Reproduce the Conversational Index passage below word for word, without the material that follows it.
>> BEGIN Document extract
Not a comprehensive list, but good indiciators. Examples: Guy Kawasaki’s new blog has taken off, and the reason: a good writer who is a celebrity, talking about important topics. But the average unknown blogger, writing in the dark, divorced from a larger community of interested people? Hopeless. A relatively unknown genius, deeply thoughtful on the search for life balance and meaning, swept into the public eye by the Tsunami? Evelyn Rodriguez.

And of course, at least I hope, /Message, where the CI has moved up from 1.27 the day I wrote the first post about it to today’s 1.75, thanks to the lively conversation around the idea of the CI itself, and other posts, like the Cocomment release.

So, to put back into context: The Conversational Index is intended as a leading indicator of present and future blog viability and vitality. I don’t know whether an index of 3 would be twice as good as an index of 1.5. Perhaps there is some sort of reverse log scale involved, where 3 only indicates a slightly more engaged and active community than 1.5. But I do know, empirically, that those with subpar CI, where there are way more posts that comments or trackbacks, are unlikely to be successful in the long run.
>> END Document extract
>> BEGIN Records provided
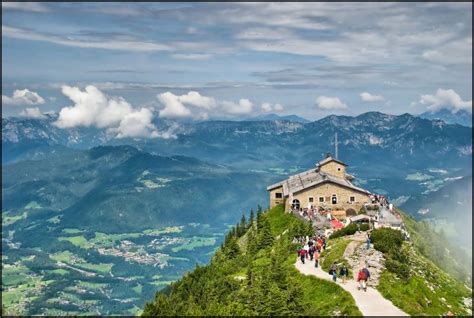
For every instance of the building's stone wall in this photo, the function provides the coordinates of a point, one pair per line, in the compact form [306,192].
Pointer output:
[334,168]
[273,199]
[326,190]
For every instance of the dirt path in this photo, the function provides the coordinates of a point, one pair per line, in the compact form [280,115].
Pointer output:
[370,303]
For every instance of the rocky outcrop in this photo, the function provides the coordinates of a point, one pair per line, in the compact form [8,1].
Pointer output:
[373,259]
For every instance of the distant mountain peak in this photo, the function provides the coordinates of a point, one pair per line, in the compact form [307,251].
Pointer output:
[272,117]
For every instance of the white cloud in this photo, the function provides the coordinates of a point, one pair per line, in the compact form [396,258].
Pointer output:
[191,56]
[91,42]
[23,97]
[137,124]
[278,107]
[93,108]
[195,105]
[367,97]
[32,113]
[173,107]
[330,103]
[24,6]
[446,98]
[267,107]
[195,99]
[244,106]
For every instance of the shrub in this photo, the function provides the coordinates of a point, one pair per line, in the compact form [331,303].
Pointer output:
[386,239]
[351,212]
[349,230]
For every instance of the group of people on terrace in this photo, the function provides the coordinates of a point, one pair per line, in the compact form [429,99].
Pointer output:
[312,248]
>> END Records provided
• **Exercise result**
Not a comprehensive list, but good indiciators. Examples: Guy Kawasaki’s new blog has taken off, and the reason: a good writer who is a celebrity, talking about important topics. But the average unknown blogger, writing in the dark, divorced from a larger community of interested people? Hopeless. A relatively unknown genius, deeply thoughtful on the search for life balance and meaning, swept into the public eye by the Tsunami? Evelyn Rodriguez.

And of course, at least I hope, /Message, where the CI has moved up from 1.27 the day I wrote the first post about it to today’s 1.75, thanks to the lively conversation around the idea of the CI itself, and other posts, like the Cocomment release.

So, to put back into context: The Conversational Index is intended as a leading indicator of present and future blog viability and vitality. I don’t know whether an index of 3 would be twice as good as an index of 1.5. Perhaps there is some sort of reverse log scale involved, where 3 only indicates a slightly more engaged and active community than 1.5. But I do know, empirically, that those with subpar CI, where there are way more posts that comments or trackbacks, are unlikely to be successful in the long run.